Task to complete —
Among the entries below, take the line with "Target: smartphone in hand" and the line with "Target: blonde woman", and output them and every line between them exactly, with nothing else.

Data listing —
▬▬▬▬▬▬

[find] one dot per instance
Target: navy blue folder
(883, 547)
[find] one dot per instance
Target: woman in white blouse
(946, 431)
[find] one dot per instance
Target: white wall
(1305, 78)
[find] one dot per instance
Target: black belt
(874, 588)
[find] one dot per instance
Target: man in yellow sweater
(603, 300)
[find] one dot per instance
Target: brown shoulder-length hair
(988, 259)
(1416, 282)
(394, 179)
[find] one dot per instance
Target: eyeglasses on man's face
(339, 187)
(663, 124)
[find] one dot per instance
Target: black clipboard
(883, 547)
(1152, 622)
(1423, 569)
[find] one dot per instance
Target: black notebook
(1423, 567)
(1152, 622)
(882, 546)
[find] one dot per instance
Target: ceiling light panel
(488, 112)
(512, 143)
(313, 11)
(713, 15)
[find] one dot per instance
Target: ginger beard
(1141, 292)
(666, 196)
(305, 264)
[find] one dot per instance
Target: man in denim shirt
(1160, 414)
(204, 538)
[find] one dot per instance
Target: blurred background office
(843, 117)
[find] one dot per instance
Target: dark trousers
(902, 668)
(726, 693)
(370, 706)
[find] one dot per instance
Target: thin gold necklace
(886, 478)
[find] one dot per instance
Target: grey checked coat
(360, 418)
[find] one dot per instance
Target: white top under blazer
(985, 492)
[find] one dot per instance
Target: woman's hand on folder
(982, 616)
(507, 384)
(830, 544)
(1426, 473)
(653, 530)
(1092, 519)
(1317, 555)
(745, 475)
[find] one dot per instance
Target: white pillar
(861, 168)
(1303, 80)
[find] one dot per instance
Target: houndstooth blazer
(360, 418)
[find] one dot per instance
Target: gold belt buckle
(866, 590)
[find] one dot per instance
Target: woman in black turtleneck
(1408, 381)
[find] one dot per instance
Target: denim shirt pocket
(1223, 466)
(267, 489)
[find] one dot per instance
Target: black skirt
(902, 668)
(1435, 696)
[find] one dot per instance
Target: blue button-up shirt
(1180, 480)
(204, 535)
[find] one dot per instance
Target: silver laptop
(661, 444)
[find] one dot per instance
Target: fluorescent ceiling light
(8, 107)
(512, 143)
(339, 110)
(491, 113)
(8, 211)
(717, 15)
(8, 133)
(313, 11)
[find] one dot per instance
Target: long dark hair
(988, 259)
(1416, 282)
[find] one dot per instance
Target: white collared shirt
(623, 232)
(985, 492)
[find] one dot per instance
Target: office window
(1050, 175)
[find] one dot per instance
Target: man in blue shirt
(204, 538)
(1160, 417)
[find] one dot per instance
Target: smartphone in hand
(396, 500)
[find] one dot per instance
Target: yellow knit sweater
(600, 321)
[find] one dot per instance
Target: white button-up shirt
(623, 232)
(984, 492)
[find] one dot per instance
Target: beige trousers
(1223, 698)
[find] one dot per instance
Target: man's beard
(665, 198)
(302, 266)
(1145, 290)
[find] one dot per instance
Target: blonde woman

▬▬▬▬▬▬

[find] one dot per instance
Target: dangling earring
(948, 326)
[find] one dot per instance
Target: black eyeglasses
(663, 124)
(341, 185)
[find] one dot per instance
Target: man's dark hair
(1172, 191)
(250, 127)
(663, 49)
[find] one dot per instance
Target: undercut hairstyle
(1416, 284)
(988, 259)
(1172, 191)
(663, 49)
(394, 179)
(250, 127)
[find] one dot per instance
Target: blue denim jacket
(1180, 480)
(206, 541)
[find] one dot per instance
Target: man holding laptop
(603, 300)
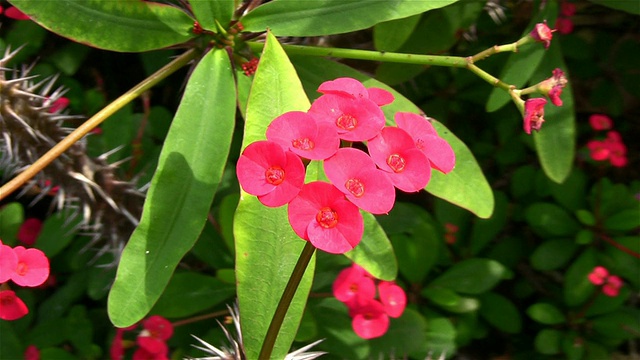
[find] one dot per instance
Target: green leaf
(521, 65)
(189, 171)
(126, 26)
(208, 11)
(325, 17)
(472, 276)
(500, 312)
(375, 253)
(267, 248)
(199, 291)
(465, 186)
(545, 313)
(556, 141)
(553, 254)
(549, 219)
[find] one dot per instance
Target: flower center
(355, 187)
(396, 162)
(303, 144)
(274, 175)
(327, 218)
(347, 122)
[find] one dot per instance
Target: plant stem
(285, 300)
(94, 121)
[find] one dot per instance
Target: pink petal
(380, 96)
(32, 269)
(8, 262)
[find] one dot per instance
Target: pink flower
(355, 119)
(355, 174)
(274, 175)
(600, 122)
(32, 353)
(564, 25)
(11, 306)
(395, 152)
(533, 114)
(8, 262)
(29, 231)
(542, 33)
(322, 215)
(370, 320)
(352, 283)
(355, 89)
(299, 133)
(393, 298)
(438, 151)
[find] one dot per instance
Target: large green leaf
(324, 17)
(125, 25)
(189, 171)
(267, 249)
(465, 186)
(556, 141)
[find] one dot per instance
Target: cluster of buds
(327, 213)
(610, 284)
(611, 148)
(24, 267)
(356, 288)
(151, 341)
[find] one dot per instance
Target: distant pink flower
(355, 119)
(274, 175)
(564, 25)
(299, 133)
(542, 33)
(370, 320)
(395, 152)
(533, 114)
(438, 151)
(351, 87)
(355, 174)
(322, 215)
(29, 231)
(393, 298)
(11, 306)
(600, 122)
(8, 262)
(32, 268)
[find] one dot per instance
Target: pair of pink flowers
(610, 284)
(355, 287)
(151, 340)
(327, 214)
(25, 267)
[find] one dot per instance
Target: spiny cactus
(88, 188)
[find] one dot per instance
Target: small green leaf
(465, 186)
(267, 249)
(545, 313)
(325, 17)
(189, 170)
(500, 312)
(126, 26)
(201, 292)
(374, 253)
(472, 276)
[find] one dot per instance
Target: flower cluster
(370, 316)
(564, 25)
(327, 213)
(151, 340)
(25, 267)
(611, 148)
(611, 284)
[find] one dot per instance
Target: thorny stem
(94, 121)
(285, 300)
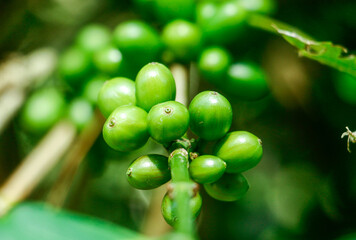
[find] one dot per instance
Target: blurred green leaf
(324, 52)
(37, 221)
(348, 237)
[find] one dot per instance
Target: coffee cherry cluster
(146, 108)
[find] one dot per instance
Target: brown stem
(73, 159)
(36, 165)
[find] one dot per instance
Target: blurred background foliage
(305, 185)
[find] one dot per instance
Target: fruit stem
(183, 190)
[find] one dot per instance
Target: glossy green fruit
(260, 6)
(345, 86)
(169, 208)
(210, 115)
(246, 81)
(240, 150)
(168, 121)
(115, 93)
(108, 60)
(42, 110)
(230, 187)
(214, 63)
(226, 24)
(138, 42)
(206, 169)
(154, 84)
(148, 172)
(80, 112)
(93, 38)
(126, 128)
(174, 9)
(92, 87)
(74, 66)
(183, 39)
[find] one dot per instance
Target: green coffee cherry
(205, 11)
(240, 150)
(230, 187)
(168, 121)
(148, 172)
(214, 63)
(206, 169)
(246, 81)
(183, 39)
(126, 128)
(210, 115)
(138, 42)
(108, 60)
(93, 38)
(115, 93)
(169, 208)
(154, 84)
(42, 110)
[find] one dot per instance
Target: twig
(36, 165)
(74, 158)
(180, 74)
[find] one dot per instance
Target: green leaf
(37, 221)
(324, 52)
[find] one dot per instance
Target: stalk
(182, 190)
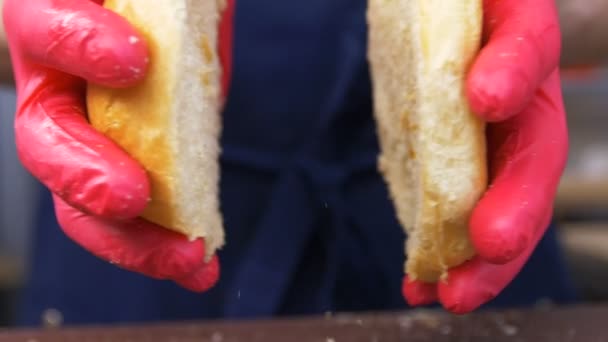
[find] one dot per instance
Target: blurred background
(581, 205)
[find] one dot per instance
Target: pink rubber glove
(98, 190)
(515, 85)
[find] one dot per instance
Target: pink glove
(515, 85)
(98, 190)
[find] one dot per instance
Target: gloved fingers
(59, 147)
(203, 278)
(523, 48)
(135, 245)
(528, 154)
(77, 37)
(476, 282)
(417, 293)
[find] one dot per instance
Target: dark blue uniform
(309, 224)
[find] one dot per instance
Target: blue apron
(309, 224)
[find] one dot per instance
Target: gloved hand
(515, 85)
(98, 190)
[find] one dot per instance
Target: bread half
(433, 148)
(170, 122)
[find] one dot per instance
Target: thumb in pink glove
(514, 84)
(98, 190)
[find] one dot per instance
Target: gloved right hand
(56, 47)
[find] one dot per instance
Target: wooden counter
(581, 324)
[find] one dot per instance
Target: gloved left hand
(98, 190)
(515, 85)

▬▬▬▬▬▬

Answer to this exercise —
Target: smartphone in hand
(396, 500)
[find] one dot per instance
Target: yellow knit sweater
(600, 321)
[find] one dot per instance
Target: white button-up shirt
(623, 232)
(984, 492)
[find] one dot per instance
Target: beige trousers
(1223, 698)
[find] one dot per instance
Target: man's beard
(665, 198)
(302, 266)
(1145, 290)
[find] one dot per instance
Target: blonde woman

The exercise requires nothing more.